## Required task a
In the records, switch "dark suit" to "black suit" across the stretch from the line containing "point: man in" through the end of the records. Return only those lines, with everything else left as it is.

## Document section
Now in its twenty-second year, the Sónar festival is reinventing itself, placing creativity and technical innovation at the heart of its programme, with a host of cultural events organised day and night by digital artists throughout Barcelona’s Montjuïc parc.

On offer are some of the most innovative shows in EDM, including ‘Double Vision’, an audiovisual show by Australian laser artist Robin Fox and German electronic music guru Atom TM, which combines on stage lasers, video and experimental sounds.

“For me, the collaboration that he suggested posed all these interesting questions about the more scientific work that I was doing with sound and vision and the more pop-oriented work that Uwe was doing. And he suggested that together we could potentially create something that had a synergy that we couldn’t achieve in another way,” said Robin Fox.

The man behind Atom TM is Uwe Schmidt, a musician from Frankfurt, who lives in Chile and has been attending the festival since the very start: “It remains… how could you say? A very friendly festival. It’s not turned into something obscene. Because often, as soon as a festival reaches a certain size, it becomes obscene,” he said.

This year, the festival broadened its offer with Sónar+D, a trade show that looks at the digital transformation of the creative industry.

And there was also the Music Hack Day: 24 hours during which a hundred hackers from all over the world got together to invent new musical devices.

“Some of the inventions are very practical,” explained Alba Rosado of the Music Technology Group. “For example, there are interactive shoes that try and teach you how to dance – this hack is still in the making. Then, there’s one just over here (shows stand), where they are building a keyboard using wine glasses. They fill them up with different amounts of liquid and try to create a different musical note with each glass.”

At night, visitors could chose between bigger acts across five different indoor and outdoor venues, including an effective EDM performance by US DJ Skrillex, Ireland’s Róisín Murphy and her new mask show, not to mention a blast from the past with a performance by the legendary Eighties band Duran Duran.

“For us, being part of a big electronic event makes perfect sense,” said the band’s Nick Rhodes. “Because we’ve always had a big foot (band member John Taylor shows his foot)… There it is! That is the foot that is in that side of music.”

Born 37 years ago in Birmingham, it was was one of the leading bands of the New Romantic movement that emerged in the late Seventies and early Eighties in Britain. Duran Duran is now preparing to release its latest album in the autumn.

“We put a sort of reunion tour together about nine years ago… And the musical landscape had changed, and festivals had become so strong, particularly in Europe. So we thought ‘Ok, where do we fit into this, and how can we fit into this?’,” explained band member John Taylor.

Other bands included British futuristic synth pop act Hot Chip, who played night and day over two days to promote their new album.

“We haven’t played twice before,” smiled the band’s Al Doyle. “It’s new for us. We’ve got to make sure that we hold something back a little bit and don’t get too exhausted before we have to do the show again tomorrow.”

Euronews asked them about the title of their new album ‘Why make sense?’.

“In general, it seems to sum up our career, which is in some ways a little bit non-sensical, so we’ve just decided to give up on trying to make sense!,” explained band member Joe Goddard.

With more than a hundred thousand tickets sold, this year’s festival was branded a success by critics who described its quality control as unfalteringly high.

## Input rows

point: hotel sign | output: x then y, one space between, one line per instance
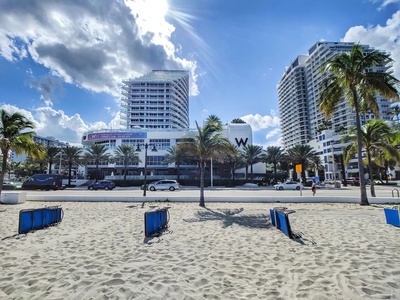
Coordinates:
116 135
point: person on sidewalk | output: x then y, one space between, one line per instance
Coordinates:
314 188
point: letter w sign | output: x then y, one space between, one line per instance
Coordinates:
241 142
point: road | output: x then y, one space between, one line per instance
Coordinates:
239 194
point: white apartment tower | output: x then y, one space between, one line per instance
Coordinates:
157 100
298 93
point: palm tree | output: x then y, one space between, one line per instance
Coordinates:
305 156
350 77
97 153
73 156
51 154
394 111
176 155
233 158
251 155
207 143
374 139
127 155
15 135
274 155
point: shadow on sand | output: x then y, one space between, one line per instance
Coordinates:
229 217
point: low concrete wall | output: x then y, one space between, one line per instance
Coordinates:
172 198
12 197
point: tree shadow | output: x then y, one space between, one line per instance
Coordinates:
229 217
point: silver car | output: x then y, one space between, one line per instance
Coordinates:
288 185
171 185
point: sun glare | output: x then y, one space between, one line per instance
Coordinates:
148 9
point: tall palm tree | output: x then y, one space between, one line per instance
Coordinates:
305 156
374 139
206 144
274 155
251 154
97 153
176 155
51 154
233 158
394 111
350 77
127 155
73 156
15 134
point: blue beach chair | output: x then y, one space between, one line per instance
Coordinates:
392 216
280 219
33 219
155 221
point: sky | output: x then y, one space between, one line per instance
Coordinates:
62 62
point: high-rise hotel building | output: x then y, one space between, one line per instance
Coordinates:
157 100
298 94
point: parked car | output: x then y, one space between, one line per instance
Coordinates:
355 181
171 185
288 185
101 185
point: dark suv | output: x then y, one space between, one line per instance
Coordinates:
101 185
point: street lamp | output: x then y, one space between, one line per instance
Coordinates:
145 162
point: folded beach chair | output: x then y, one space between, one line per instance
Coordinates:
33 219
155 221
280 219
392 216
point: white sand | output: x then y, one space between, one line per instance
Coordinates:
99 252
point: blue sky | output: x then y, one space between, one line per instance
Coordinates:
62 62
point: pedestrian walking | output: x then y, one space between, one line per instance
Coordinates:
314 188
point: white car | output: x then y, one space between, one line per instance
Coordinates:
171 185
289 185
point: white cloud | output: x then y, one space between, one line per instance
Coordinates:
386 2
276 143
55 123
92 44
258 122
384 38
273 133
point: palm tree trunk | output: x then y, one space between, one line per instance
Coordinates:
370 174
97 171
363 187
202 167
3 168
69 173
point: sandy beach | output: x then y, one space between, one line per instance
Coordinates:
227 251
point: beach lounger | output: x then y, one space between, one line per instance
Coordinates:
155 221
280 219
392 216
33 219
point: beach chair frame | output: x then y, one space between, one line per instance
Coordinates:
280 219
155 221
392 216
39 218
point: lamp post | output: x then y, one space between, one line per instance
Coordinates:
146 146
333 166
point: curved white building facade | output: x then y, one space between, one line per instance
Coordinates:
238 134
157 100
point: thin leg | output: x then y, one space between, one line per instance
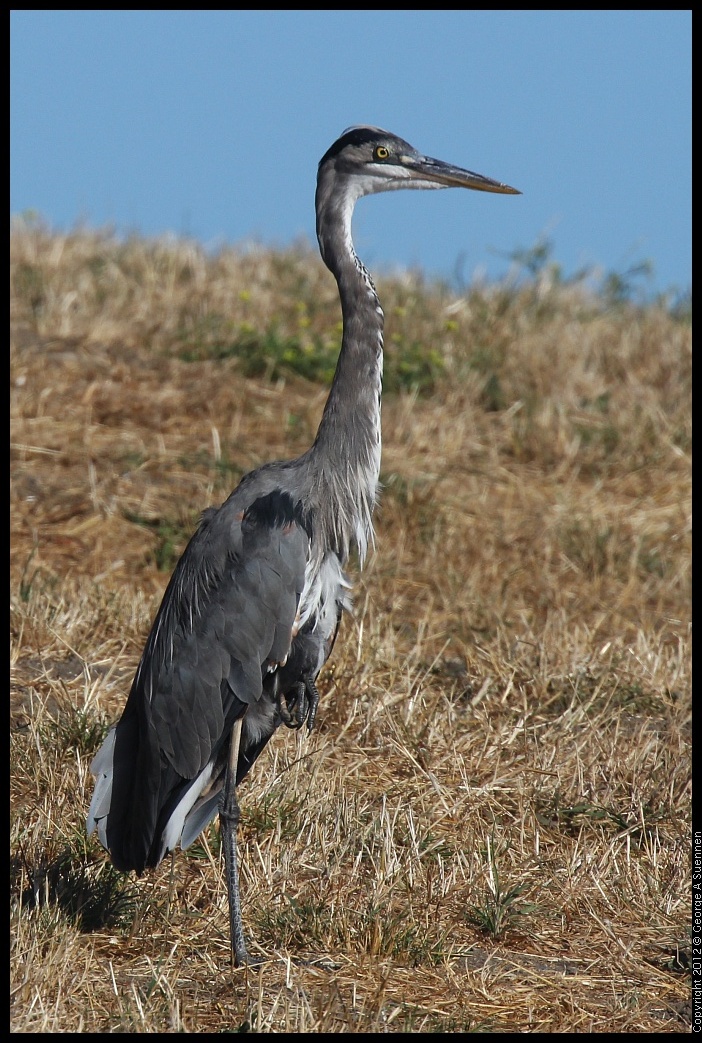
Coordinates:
228 817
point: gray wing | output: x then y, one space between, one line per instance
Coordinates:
226 619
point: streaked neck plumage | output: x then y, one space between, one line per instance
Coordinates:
346 452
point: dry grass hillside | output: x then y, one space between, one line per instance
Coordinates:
489 828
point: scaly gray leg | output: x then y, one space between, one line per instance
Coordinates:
228 817
299 704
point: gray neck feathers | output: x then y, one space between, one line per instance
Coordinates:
344 460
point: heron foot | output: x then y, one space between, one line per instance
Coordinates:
298 704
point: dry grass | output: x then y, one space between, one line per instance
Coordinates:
490 826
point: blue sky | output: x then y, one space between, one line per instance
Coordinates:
211 124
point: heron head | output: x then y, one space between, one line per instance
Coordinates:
369 160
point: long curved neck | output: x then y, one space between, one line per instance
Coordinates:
346 452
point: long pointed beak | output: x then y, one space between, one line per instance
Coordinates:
443 174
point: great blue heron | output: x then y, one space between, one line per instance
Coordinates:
252 609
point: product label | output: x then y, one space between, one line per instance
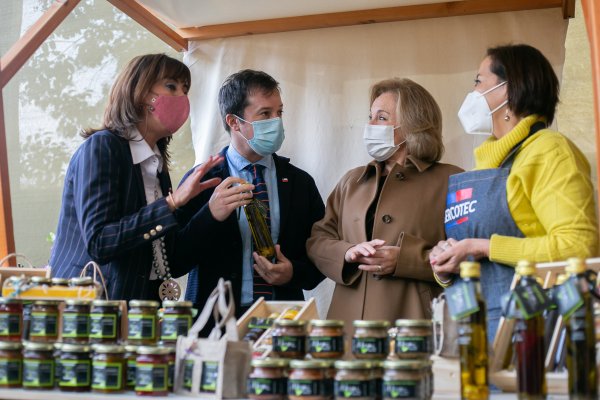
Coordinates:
151 378
10 371
43 324
107 375
76 325
369 345
38 373
174 326
142 327
75 373
103 326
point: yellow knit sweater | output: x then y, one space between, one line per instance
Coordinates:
549 193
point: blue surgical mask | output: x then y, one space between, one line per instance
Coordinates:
268 136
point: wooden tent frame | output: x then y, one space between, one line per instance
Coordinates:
23 49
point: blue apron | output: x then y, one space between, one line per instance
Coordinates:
476 207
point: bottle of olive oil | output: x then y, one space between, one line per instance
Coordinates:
472 340
581 338
528 337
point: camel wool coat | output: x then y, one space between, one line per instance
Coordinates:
409 214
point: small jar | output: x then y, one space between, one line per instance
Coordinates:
75 368
289 338
326 339
176 320
310 380
11 319
108 368
152 371
76 321
354 379
44 321
268 379
38 366
105 322
414 338
370 339
143 322
403 379
11 365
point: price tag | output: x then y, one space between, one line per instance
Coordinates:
462 300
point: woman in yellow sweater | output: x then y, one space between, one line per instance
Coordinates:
530 196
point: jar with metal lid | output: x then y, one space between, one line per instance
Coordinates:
38 365
11 319
44 321
404 379
75 368
370 339
414 338
353 379
76 321
289 338
310 380
176 320
326 339
268 379
152 371
105 322
143 322
108 368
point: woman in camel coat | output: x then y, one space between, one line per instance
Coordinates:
382 219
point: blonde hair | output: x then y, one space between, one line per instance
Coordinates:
418 116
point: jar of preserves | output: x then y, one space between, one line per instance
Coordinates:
44 321
403 379
370 339
310 380
75 368
108 368
38 366
105 322
326 339
176 320
354 379
289 338
414 338
143 322
11 319
76 321
152 371
268 379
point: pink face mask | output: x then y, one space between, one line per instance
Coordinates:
171 111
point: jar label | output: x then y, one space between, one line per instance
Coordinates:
44 324
76 325
75 373
401 389
103 326
175 325
107 375
142 327
267 386
325 344
368 345
151 378
38 373
353 388
10 372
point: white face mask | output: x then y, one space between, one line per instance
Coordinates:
475 114
379 141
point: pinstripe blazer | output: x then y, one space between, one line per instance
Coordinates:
104 217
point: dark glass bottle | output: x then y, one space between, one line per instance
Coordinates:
472 342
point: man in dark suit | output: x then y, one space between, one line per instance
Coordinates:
251 109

## Required task b
Translate this sentence from the article on the Sónar festival into Spanish: "This year, the festival broadened its offer with Sónar+D, a trade show that looks at the digital transformation of the creative industry."

## Written reply a
point: man in black suit | output: x then y, one space between, one line per instance
Coordinates:
251 109

## Written reply b
Este año, el festival amplió su oferta con Sónar+D, una feria comercial que analiza la transformación digital de la industria creativa.